Assigned task 1 -
Answer the following from the text on the Lakeview Restaurant, one answer per line:
(a) At what street address is the diner located?
(b) What does its neon sign read?
(c) In what year did 24-hour opening stop?
Assigned task 2 -
Pick up the text on the Lakeview Restaurant after its final sentence and continue it.

START Source extract

Restaurant information
- Established: 1932
- Food type: Diner
- Location: 1132 Dundas Street West, Toronto
- Website: Official Website

= Lakeview Restaurant =

Diner in Toronto, Ontario, Canada

Lakeview Restaurant has been a traditional diner in Toronto, Canada, since 1932. It has been featured in films, television programs, and other Canadiana. The menu offers classic diner style dining from burgers, brunch, milkshakes, craft beers, and specialty sandwiches.

== History ==
The Lakeview Restaurant is a diner located at 1132 Dundas Street West in the Trinity Bellwoods neighbourhood of Toronto. It was built in 1932 and features a neon sign that reads "Always Open", the diner started 24-hour-a-day operations to serve shift workers at a nearby Massey Ferguson factory. 24-hour opening stopped in 2021.

END Source extract
START Data records

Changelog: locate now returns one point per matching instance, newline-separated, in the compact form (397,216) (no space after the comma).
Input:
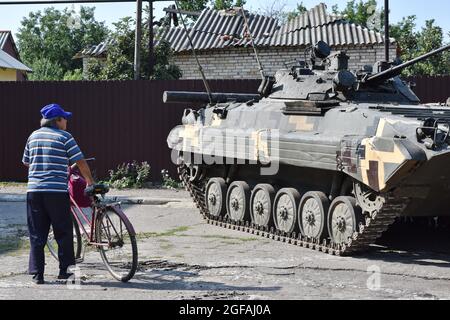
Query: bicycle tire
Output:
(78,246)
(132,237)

END Data records
START Data records

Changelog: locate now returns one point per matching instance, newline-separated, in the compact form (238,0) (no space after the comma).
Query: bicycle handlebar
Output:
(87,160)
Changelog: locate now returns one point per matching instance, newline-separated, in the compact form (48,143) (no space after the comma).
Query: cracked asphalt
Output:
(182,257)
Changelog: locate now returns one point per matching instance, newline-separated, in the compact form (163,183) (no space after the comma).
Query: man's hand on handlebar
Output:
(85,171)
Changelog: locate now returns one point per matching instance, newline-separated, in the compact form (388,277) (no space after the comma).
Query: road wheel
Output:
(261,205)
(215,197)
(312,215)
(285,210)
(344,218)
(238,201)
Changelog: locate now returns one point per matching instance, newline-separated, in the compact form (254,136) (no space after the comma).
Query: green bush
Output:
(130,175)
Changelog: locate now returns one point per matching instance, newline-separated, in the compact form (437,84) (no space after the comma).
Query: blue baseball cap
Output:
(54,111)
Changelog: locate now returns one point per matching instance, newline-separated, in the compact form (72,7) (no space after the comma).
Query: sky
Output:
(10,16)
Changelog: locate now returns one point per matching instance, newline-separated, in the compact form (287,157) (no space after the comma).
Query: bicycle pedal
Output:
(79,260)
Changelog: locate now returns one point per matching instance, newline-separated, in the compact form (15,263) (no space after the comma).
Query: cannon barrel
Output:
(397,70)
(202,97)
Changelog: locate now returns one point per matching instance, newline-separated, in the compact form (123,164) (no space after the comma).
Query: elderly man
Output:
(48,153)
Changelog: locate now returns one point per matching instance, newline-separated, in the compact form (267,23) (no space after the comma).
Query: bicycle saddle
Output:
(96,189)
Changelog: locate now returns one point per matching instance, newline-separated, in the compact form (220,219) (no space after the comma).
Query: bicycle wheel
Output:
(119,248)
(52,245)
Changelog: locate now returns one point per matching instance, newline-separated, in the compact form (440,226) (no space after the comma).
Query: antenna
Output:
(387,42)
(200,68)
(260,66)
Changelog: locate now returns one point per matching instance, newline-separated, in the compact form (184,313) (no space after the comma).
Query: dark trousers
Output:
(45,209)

END Data records
START Data records

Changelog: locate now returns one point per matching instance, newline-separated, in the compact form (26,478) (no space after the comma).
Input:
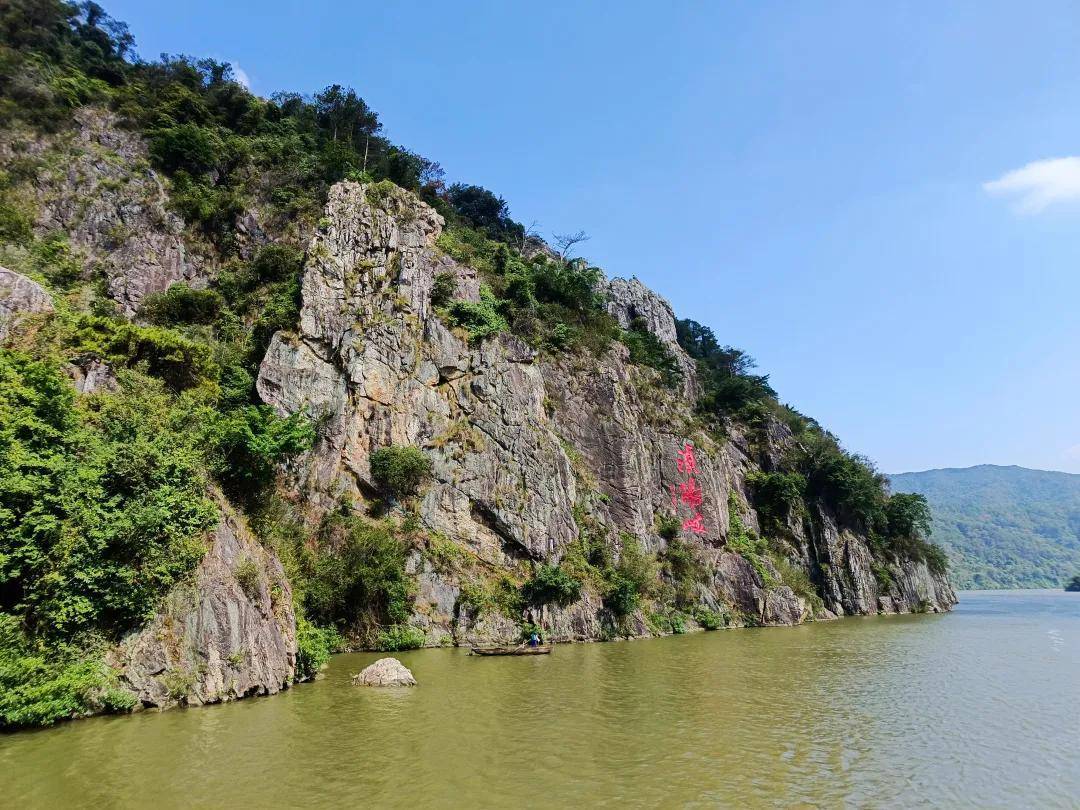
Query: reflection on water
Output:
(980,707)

END Data records

Task answer 1 -
(a) 1132 Dundas Street West, Toronto
(b) "Always Open"
(c) 2021

Task answer 2 -
The restaurant was previously owned and operated by restaurateur Alex Sengupta, Fadi Hakim and musician Daniel Greaves and was bought in 2008 by Hakim and business partner, Alexander Sengupta.

Lakeview serves as a meeting hub for Lev Gleason Publications, Hakim's other business venture. Item menus include the Captain Canuck sandwich and uses comic book print liners.

== Popular culture ==
James Bouy was the chef in 2013 when the diner featured in Guy Fieri's Diners, Drive-Ins and Dives in 2013.

Lakeview has appeared in many films and television programs throughout the decades, often recognizable for its classic aesthetic and authentic ties to past eras. Prior co-owner Hakim has offered local independent film productions to shoot at the Lakeview for free to support the industry through the pandemic.

=== Film ===
- Cocktail (1988)
- Harrison Bergeron (1995)
- The Boondock Saints (1999)'
- Confessions of a Teenage Drama Queen (2004)
- Hairspray (2007)
- Max Payne (2008)
- A Raisin in the Sun (2008)
- Take This Waltz (2011)
- The Samaritan (2012)'
- Cosmopolis (2012)'
- The Shape of Water (2017)
- Condor (2018)

=== Television ===
- Nikita (2010)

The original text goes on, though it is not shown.